======== EXCERPTED RECORDS ========

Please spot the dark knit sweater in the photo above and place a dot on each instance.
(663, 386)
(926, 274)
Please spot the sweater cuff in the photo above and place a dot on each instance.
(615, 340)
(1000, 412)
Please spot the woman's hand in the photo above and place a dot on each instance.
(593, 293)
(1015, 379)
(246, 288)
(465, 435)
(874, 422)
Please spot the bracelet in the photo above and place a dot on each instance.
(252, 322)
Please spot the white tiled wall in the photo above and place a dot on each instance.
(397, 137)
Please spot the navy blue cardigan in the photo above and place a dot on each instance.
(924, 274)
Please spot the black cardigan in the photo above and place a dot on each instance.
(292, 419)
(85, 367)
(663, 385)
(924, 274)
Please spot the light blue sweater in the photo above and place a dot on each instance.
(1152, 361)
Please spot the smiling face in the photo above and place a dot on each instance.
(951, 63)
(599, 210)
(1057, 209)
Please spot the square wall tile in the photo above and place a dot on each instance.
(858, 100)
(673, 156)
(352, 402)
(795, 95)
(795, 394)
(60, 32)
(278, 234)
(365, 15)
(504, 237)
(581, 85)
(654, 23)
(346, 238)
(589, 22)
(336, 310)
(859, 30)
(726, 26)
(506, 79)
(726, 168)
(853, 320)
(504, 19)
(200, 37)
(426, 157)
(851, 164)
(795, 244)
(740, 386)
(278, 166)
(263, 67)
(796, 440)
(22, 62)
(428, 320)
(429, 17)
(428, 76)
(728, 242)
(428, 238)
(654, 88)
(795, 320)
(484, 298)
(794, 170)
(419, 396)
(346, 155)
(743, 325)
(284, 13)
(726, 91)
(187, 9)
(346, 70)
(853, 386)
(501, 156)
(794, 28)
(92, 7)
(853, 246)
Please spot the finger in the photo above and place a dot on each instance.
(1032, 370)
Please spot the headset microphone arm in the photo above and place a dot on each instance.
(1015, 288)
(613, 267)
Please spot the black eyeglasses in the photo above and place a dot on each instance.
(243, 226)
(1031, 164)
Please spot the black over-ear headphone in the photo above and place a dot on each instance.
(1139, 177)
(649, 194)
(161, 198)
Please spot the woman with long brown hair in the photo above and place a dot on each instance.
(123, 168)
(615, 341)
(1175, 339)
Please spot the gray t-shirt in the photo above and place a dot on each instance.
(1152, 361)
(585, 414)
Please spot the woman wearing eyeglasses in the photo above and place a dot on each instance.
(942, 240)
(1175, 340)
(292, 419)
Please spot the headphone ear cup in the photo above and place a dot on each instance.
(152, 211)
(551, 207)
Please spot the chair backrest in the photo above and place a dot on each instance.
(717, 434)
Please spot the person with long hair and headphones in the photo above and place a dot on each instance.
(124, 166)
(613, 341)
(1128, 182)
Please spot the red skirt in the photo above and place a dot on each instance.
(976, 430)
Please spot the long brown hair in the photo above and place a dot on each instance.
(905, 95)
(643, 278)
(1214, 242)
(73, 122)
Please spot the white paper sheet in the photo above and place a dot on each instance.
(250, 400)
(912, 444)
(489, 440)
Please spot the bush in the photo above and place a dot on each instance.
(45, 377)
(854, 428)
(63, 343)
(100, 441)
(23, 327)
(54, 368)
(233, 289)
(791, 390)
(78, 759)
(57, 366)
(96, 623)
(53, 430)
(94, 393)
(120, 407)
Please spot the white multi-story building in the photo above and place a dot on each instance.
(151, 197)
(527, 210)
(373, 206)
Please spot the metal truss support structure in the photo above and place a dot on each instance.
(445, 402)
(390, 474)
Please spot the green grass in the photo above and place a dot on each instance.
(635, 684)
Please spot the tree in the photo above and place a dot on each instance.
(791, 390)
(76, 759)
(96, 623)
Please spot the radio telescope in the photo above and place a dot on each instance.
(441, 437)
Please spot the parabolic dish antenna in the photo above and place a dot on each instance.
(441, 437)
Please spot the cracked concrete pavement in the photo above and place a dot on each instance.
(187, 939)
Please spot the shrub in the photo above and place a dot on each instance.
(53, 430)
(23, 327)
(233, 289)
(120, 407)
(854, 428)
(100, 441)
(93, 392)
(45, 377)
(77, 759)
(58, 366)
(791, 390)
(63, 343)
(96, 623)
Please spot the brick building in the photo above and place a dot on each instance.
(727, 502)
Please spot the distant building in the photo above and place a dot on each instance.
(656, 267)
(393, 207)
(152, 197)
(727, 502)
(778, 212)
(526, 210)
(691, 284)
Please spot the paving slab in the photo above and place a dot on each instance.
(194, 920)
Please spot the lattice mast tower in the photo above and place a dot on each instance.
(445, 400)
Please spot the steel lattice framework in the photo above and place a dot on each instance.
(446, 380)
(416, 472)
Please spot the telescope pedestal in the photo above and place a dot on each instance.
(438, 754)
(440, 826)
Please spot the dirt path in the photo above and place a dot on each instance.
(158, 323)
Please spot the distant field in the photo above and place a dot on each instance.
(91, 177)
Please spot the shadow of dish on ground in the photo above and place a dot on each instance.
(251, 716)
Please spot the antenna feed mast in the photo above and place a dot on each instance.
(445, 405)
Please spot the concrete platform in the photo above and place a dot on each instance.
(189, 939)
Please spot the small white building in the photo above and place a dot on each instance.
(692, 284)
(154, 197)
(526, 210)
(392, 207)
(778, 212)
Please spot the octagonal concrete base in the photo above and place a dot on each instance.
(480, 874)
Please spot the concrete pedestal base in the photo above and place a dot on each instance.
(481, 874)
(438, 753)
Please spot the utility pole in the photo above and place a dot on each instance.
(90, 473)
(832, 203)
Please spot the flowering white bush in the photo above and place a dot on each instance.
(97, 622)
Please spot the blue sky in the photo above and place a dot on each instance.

========

** BRIEF **
Once you have read the listing, copy it out exactly.

** PROBLEM SOLUTION **
Please spot the dark knit sweater in the photo above and place a dot on each instance.
(663, 386)
(926, 274)
Please spot the sweater cuff in the photo above and place a dot on each instance.
(615, 340)
(1000, 412)
Please spot the woman's hand in the photo above and place a dot on each instance.
(593, 293)
(1015, 379)
(246, 288)
(465, 435)
(874, 422)
Please spot the bracelet in the photo above and place a dot on each instance.
(252, 322)
Please spot the white tiled wall in the photo above and place a dot on each instance.
(397, 137)
Please spot the navy blue cardigan in the photo above and place a dot on each instance.
(924, 274)
Please spot the black cardigan in the photo above and place a dot on each instance.
(292, 419)
(85, 367)
(663, 385)
(924, 274)
Please spot the light blue sweater in the photo above and place a dot on each instance.
(1152, 361)
Please spot the smiling face in the photo above and place a dot on each instance.
(951, 63)
(599, 210)
(1057, 209)
Please spot the square wall tile in the photo above and place a dot on each instance.
(858, 100)
(673, 156)
(352, 402)
(795, 95)
(795, 394)
(60, 32)
(278, 234)
(365, 15)
(504, 237)
(581, 85)
(654, 23)
(346, 238)
(589, 22)
(336, 310)
(859, 30)
(726, 26)
(506, 79)
(726, 168)
(853, 320)
(504, 19)
(200, 37)
(426, 157)
(851, 164)
(795, 244)
(740, 386)
(278, 166)
(263, 67)
(796, 440)
(22, 62)
(428, 320)
(429, 17)
(428, 76)
(728, 242)
(428, 238)
(654, 88)
(795, 320)
(484, 298)
(794, 170)
(419, 396)
(346, 155)
(743, 325)
(284, 13)
(726, 91)
(187, 9)
(346, 70)
(853, 386)
(501, 156)
(794, 28)
(92, 7)
(853, 246)
Please spot the finger in the photo above and place a dot on each instance.
(1032, 370)
Please spot the headset microphone arm in the photo above and place a dot on each instance.
(1015, 288)
(613, 267)
Please spot the black eyeglasses in the photo above and place a dot on each instance.
(243, 226)
(1031, 164)
Please spot the black over-ear headphone in the photo above and place a dot on each instance.
(1139, 177)
(649, 194)
(161, 198)
Please spot the woman with long brown hair in the photo above and place a dot on each instance.
(123, 168)
(615, 341)
(1175, 339)
Please spot the gray t-shirt in the photo above and place a dot on each instance.
(1152, 361)
(585, 414)
Please spot the woman wearing eyeglasses in the photo above and place a dot on each instance.
(942, 240)
(1175, 340)
(292, 419)
Please spot the headphone ear cup in the photo above and place a dot on each instance.
(152, 211)
(551, 207)
Please spot the chair backrest in the photo above and place a dot on each instance.
(717, 434)
Please spot the person with long hair and headphones in the photo above and place a dot on each instance.
(124, 166)
(613, 341)
(1128, 182)
Please spot the red skirt in the photo above and place a dot on each instance.
(976, 430)
Please spot the long brown hair in the photo above and place a dot on each instance.
(905, 95)
(643, 278)
(1214, 242)
(73, 122)
Please spot the white paper sheet in the photo above and place a dot on each instance.
(250, 400)
(912, 444)
(489, 440)
Please spot the bush in the photo above and place a dot on each instance.
(45, 377)
(854, 428)
(63, 343)
(100, 441)
(23, 327)
(54, 368)
(233, 289)
(791, 390)
(78, 759)
(57, 366)
(96, 623)
(53, 430)
(94, 393)
(120, 407)
Please spot the white multi-story building in the photo above and place a dot on each instance.
(151, 197)
(527, 210)
(373, 206)
Please spot the metal truss support structure in the photo above and place a dot on each instance.
(445, 402)
(390, 474)
Please spot the green grass in the photo above and place a dot on each instance.
(635, 684)
Please spot the tree in the photo above and place a dot on each instance.
(791, 390)
(76, 759)
(96, 623)
Please spot the radio telescope in the photo above and place a dot on each instance.
(441, 437)
Please spot the parabolic dish antenna in the photo above and place a dot on each instance.
(441, 437)
Please spot the cracked concrete pavement in the photo above and place a dot on each instance.
(187, 939)
Please spot the shrub in the photo above and place a dot on each instance.
(53, 430)
(23, 327)
(233, 289)
(120, 407)
(854, 428)
(100, 441)
(93, 392)
(45, 377)
(77, 759)
(58, 366)
(791, 390)
(63, 343)
(96, 623)
Please spot the brick building in the photo above and place a dot on each instance.
(727, 502)
Please spot the distant building in the photo above and place a dot on each instance.
(656, 267)
(393, 207)
(152, 197)
(727, 502)
(778, 212)
(526, 210)
(691, 284)
Please spot the paving slab in the photo above and place a dot on each instance.
(194, 920)
Please spot the lattice mast tower in the photo above and place a dot on each instance.
(445, 400)
Please spot the steel lattice framework in the photo above and place a dot on each instance.
(446, 380)
(416, 472)
Please spot the telescope pedestal in the photo above and place a dot on each instance.
(438, 754)
(440, 826)
Please spot the dirt path in the photo above and place a dot on each instance.
(158, 323)
Please spot the distant field in the photo above and place a dot on each instance.
(91, 177)
Please spot the shadow of dish on ground in the photo above and place a dot on each instance.
(251, 716)
Please spot the antenna feed mast in the photo above and place a dot on each instance.
(445, 405)
Please spot the concrete platform in the photo above and place a dot on each instance.
(189, 939)
Please spot the small white building in the photo above and place a dot on each instance.
(692, 284)
(154, 197)
(526, 210)
(392, 207)
(778, 212)
Please spot the octagonal concrete base in the photo above and place a dot on each instance.
(480, 874)
Please spot the concrete pedestal base in the photo above and place a dot on each instance.
(481, 874)
(438, 753)
Please spot the utility pole in the photo above and place a dot on each instance.
(90, 473)
(832, 203)
Please spot the flowering white bush in the photo above and place a dot on each instance.
(97, 622)
Please spot the blue sky in the photo above and place a dot on each instance.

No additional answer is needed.